### Textauszug

/---

Umweg über R/3 4.6c entfällt
Als Berater holten sich die Kölner das Unternehmen Uniorg aus Dortmund ins Haus. "Entscheidend war das Uniorg-Konzept, das entgegen der Empfehlung von SAP die direkte Migration auf das aktuelle R/3 Release 4.7 gewährleistet", begründet Menter, dem auch die Leitung des Projektes obliegt, seine Wahl. "Damit entfällt der Umweg über das Release 4.6c, was dann später wieder zu einem zusätzlichen Aufwand geführt hätte." Dass SAP selber diesen Weg zunächst kritisch kommentierte beziehungsweise keine Garantie für ein Gelingen bieten wollte, ärgert die Kölner im Nachhinein. Erst nachdem mit der Deutsche Bahn AG ein prominenter Kunde von R/2 gleich auf Mysap ERP umstieg, wurden die Töne aus Walldorf versöhnlicher.
Bei aller Kritik räumt jedoch auch SAP ein, dass die geringe Zahl der noch verbliebenen R/2-Kunden den Aufwand zur Entwicklung der Migrations-Tools nicht gelohnt hätte und man diese zudem nicht mehr rechtzeitig zur Verfügung hätte stellen können. "Die Tools hätten frühestens im ersten Quartal 2004 zur Verfügung gestanden" so die Walldorfer auf Anfrage. "Der dann noch zur Verfügung stehende Zeitraum hätte nicht mehr ausgereicht, um ein Migrationsprojekt vernünftig vor Ende des Produktlebenszyklus von R/2 (31.12.2004) zu beenden."
Für ACE hätte die Schleife über Release 4.6c unnötigen Mehraufwand bedeutet. "In 4.7 sind Funktionalitäten, die wir benötigen", erklärt Menter seine Vorliebe für den Release-Stand Enterprise (4.7). "Mit einer Version 4.6c hätten wir wieder anfangen können, das System um weitere Add-ons zu ergänzen." Vor allem das für die Integration der Unternehmensprozesse wichtige Modul Projektsteuerung (PS) hätte nicht in vollem Umfang in der Version 4.6c zur Verfügung gestanden.
Der Zeitrahmen für das Projekt wurde mit 15 Monaten eng gesteckt. "Wir haben bis Ende des Jahres Zeit, wollen aber Anfang Oktober fertig sein", sagt Menter. Geplant ist eine Big-Bang-Migration, also die R/2-Installation zu einem festen Stichtag auf R/3 umzustellen. Mit sportlichem Ehrgeiz hat dies allerdings wenig zu tun, für ACE ist dies vielmehr die einzig durchführbare Möglichkeit. "Ein Parallelbetrieb ist von unserer Datenstruktur her illusorisch", erklärt IT-Leiter Werner Thelen. "Wenn sämtliche Anwendungen doppelt laufen, besteht die Gefahr, dass wir uns verzetteln." Er denkt dabei an die letzte Migration auf R/2 5.0j vor sechs Jahren und an die Fehler, die damals gemacht wurden. Um die Umstellung nicht zu mächtig werden zu lassen, entschloss man sich seinerzeit, viele Daten zu löschen. "Wir mussten kappen", erinnert sich Thelen. "Und alles, was älter als sieben oder acht Jahre war, verschwand."

\---

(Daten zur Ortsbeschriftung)

/---

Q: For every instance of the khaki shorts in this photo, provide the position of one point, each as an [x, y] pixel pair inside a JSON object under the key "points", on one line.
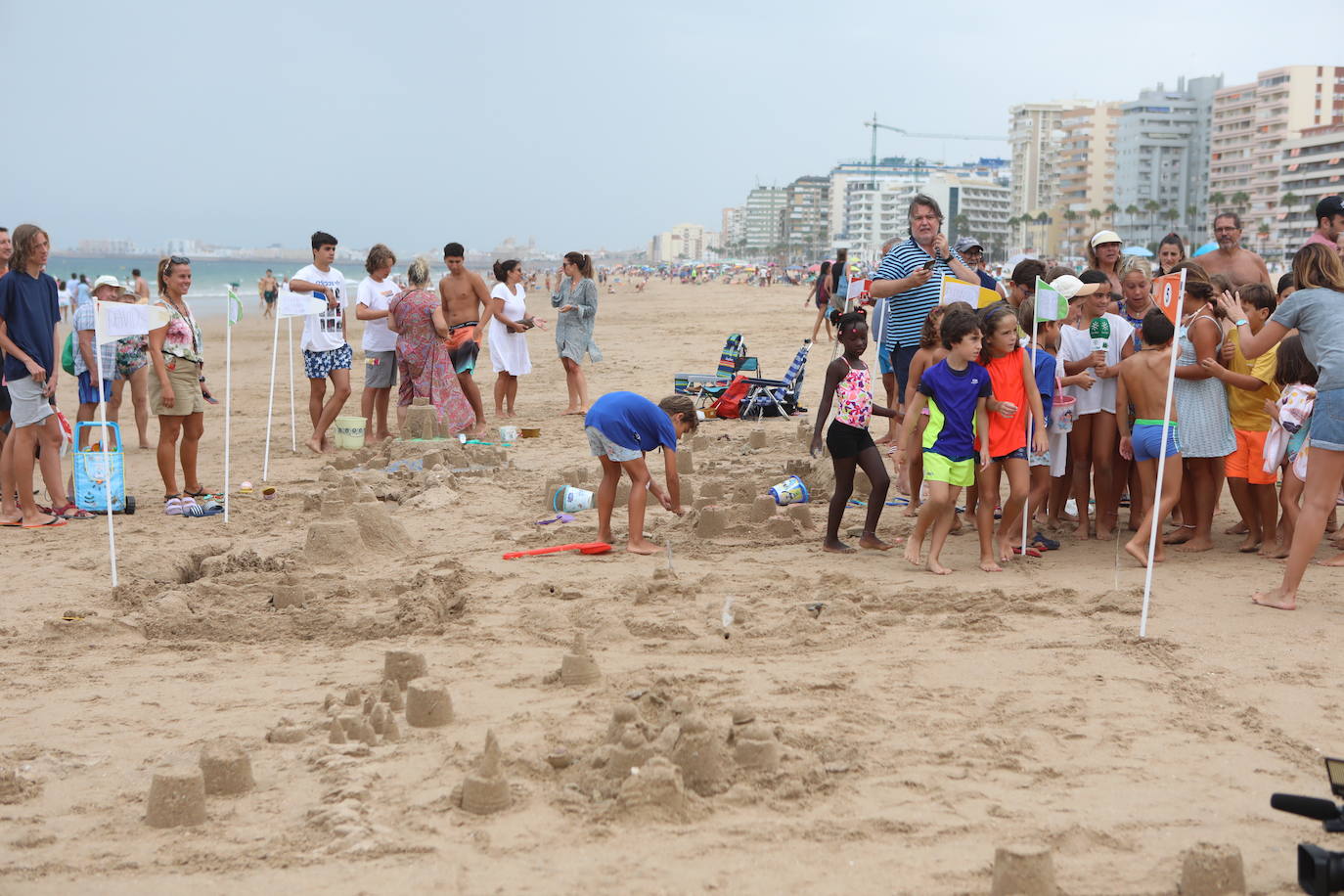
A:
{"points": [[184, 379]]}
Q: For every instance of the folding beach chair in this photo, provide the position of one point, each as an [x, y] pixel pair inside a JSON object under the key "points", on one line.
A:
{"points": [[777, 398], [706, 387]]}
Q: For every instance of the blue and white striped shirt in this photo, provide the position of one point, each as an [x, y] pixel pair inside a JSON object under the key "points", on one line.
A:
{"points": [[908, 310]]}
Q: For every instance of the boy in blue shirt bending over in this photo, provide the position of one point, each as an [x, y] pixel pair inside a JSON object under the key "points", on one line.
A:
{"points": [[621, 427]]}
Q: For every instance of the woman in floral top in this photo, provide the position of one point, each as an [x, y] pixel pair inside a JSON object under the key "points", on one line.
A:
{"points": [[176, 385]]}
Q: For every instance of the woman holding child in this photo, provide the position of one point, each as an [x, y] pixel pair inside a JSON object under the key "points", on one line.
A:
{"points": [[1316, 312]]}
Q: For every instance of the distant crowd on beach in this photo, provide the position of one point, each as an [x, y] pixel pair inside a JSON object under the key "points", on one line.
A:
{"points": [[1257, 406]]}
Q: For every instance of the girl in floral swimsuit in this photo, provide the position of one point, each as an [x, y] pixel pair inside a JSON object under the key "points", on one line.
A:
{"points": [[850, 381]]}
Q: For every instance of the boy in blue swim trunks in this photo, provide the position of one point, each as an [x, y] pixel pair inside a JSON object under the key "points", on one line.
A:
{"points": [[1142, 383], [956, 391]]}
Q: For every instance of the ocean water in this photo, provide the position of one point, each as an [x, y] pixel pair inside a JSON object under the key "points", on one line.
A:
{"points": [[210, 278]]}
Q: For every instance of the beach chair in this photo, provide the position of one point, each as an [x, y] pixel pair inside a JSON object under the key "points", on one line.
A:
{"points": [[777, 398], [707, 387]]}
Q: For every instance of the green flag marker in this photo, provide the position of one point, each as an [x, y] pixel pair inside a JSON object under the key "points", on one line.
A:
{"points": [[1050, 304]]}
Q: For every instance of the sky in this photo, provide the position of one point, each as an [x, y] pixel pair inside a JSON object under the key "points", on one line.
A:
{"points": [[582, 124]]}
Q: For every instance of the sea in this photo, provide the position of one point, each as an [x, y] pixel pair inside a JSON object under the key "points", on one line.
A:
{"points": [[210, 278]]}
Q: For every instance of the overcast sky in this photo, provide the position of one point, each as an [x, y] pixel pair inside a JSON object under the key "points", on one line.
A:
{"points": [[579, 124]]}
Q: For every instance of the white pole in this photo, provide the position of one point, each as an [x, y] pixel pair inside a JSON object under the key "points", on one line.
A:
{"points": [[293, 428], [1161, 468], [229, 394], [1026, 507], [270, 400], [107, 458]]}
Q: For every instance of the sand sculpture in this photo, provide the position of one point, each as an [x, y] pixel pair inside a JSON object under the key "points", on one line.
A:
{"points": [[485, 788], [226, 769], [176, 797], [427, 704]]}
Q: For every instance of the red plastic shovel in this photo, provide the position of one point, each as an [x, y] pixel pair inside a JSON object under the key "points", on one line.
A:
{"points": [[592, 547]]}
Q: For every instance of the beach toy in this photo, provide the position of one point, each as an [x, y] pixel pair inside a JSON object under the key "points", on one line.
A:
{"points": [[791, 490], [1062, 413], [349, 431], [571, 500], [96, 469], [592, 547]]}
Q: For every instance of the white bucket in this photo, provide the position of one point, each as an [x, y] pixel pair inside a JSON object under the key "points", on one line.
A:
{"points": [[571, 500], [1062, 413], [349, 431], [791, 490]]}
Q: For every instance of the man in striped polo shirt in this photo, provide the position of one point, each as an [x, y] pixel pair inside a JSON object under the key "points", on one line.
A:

\---

### Erforderliche Schritte
1 – Bis wann will ACE laut dem Textauszug zur SAP-Migration mit dem Projekt fertig sein?
2 – Setze den Textauszug über die Umstellung von R/2 auf R/3 im Anschluss an seinen letzten Satz fort.

### Erwartete Ergebnisse
1 – Anfang Oktober.

2 –
Für den Produzenten, dessen Maschinen über Jahrzehnte im Einsatz sind, stellte sich diese Entscheidung letztlich als fatal heraus. "So vor die Wand fahren wollen wir nicht noch einmal." Denn die Kunden von ACE beginnen im Schnitt erst fünf Jahre nach dem Kauf, Ersatzteile anzufordern. Da jede Maschine eine Sonderanfertigung ist, müssen sämtliche Daten - vom Auftragseingang über die Dokumentation und die Zeichnungen bis hin zur Bauweise einzelner Komponenten - rund 20 Jahre griffbereit sein. Bis zu 1500 Ersatzteile werden jährlich geordert; müssen die Angaben erst umständlich nachgeforscht werden, behindert das den gesamten Geschäftsablauf.
Im Augenblick ist die wesentliche Herausforderung der Kölner die Aufbereitung und Zusammenführung dieser Daten aus den unterschiedlichen Anwendungen. Hier schwebt nämlich noch ein großes Fragezeichen über dem Projekt, denn im Zuge der jetzigen Migration wird ACE das erste Mal sämtliche Geschäftsdaten auslesen, ohne genau zu wissen, wie viel Zeit dies in Anspruch nehmen wird. Bislang erfolgte beispielsweise die Terminierung nicht über das SAP-System. Dies hatte zur Folge, dass in den einzelnen Abteilungen unzählige Tools noch nebenbei liefen und gesondert mit Daten gefüttert wurden. "Jede Abteilung weiß genau, was sie bei sich bearbeitet, aber den Überblick hat keiner", sagt Thelen.
Mit den Schritten, die bislang gemacht wurden, sind alle Beteiligten zufrieden. Erste Tabelleninhalte konnten übernommen werden und werden nun von den Fachabteilungen überprüft. Noch hält sich deren Aufwand allerdings in Grenzen. Er wird erst mit dem Anstieg des Datenvolumens wachsen. Richtig knifflig wird es, wenn die Daten der noch offenen Fertigungsaufträge übertragen werden müssen. "Schließlich wollen wir so damit arbeiten, als ob es R/2 nie gegeben hätte", wünscht sich Thelen.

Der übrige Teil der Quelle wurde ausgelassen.